▶ EXTRACTED TEXT
--

⁹CNRS EMR 8228 Team Métabolism and renal physiology, Paris, France

¹⁰Cardiac and Vascular Surgery Department, Marie Lannelongue Hospital, Groupe Hospitalier Paris Saint-Joseph, Université Paris-Saclay, Paris, France

¹¹Department of Nephrology and Renal Transplantation, Assistance Publique-Hôpitaux de Paris, Bicetre Hospital, Le Kremlin-Bicêtre, France

¹²Department of Nephrology and Renal Transplantation, Foch Hospital, Suresne, France

¹³Univ. Lille, CHU Lille, Nephrology Department, Inserm U1167 - RID-AGE, Lille, France

¹⁴University Lille, CNRS, Inserm, CHU Lille, UMR9020-U1277 - CANTHER - Cancer Heterogeneity Plasticity and Resistance to Therapies, Lille, France

¹⁵Department of Pathology, CHU Lille, Lille, France

¹⁶Department of Internal Medicine, Percy Military Teaching Hospital, Clamart, France

¹⁷Department of Internal Medicine, Bégin Military Teaching Hospital, Saint-Mandé, France

¹⁸Sorbonne Paris-Nord University (Paris 13), Bobigny, France

¹⁹Department of Internal Medicine, Jean Verdier Hospital, HUPSSD AP-HP, Bondy, France

²⁰Centre de Recherche des Cordeliers, Institut National de la Santé et de la Recherche Médicale, Sorbonne Université, Université de Paris Cité, Team Immunopathology and immuno-intervention therapy, Paris, France

^✉

Corresponding author.

Contributed equally.

PMCID: PMC12877018 PMID: 41469481

Abstract

Rhabdomyolysis-induced acute kidney injury (RIAKI) involves complement activation, but its role as a therapeutic target remains unclear. We analyze urine and kidney biopsies from RIAKI patients and use a glycerol-induced mouse model to investigate complement activation and its contribution to RIAKI. Here we show that complement fragments Ba, Bb, C5a, and sC5b-9 are elevated in the urine of patients with RIAKI, and C3 staining is detected in injured tubules, often surrounded by C5aR1-expressing myeloid cells. However, pharmacologic C5 or C5aR1 inhibition fail to prevent RIAKI in mice. A kinetic analysis reveal that complement activation occurs later in the disease course, following early tubular injury and immune cell infiltration. Initial cytoprotective responses are rapidly overwhelmed, leading to tubular damage and chemokine-driven C5aR1-expressing myeloid cells recruitment. These findings suggest that complement cascade is not an initiating factor in RIAKI and underscore the multifactorial nature of this disease.

Subject terms: Kidney, Complement cascade, Inflammation

Kinetic analysis of rhabdomyolysis-induced acute kidney injury reveals early tubular injury and immune cell infiltration precede complement activation. Initial protective responses fail quickly, leading to escalating damage. Timing highlights need for early, multi-targeted therapies.

--

▶ INFORMATION
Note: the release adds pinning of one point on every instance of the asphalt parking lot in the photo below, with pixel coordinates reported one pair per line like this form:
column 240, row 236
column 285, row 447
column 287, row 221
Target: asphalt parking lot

--

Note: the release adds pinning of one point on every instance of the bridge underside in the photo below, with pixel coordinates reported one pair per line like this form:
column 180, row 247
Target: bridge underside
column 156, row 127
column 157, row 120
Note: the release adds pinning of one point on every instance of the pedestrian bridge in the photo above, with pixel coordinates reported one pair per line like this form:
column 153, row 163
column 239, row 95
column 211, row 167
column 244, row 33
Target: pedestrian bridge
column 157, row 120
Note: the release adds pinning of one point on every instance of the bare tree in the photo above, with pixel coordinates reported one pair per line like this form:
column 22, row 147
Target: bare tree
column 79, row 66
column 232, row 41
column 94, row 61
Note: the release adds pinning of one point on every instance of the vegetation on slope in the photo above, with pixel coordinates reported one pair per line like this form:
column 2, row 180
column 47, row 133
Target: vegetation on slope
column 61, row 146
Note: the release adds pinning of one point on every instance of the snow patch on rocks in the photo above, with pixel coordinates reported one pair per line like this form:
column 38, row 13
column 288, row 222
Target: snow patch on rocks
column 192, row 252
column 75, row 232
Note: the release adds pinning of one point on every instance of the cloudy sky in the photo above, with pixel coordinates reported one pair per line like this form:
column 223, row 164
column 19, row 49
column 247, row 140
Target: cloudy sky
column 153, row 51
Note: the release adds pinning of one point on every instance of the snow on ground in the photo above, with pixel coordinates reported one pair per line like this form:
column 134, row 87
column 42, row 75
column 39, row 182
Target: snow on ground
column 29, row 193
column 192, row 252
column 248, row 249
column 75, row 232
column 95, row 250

--

▶ WORK REQUEST 1
In the article excerpt, which complement fragments are elevated in the urine of patients with RIAKI?
▶ WORK REQUEST 2
Repeat the part of the article excerpt starting at "¹⁹Department of Internal" and ending at "Corresponding author.".

▶ FINAL ANSWER 1
Ba, Bb, C5a, and sC5b-9.

▶ FINAL ANSWER 2
¹⁹Department of Internal Medicine, Jean Verdier Hospital, HUPSSD AP-HP, Bondy, France

²⁰Centre de Recherche des Cordeliers, Institut National de la Santé et de la Recherche Médicale, Sorbonne Université, Université de Paris Cité, Team Immunopathology and immuno-intervention therapy, Paris, France

^✉

Corresponding author.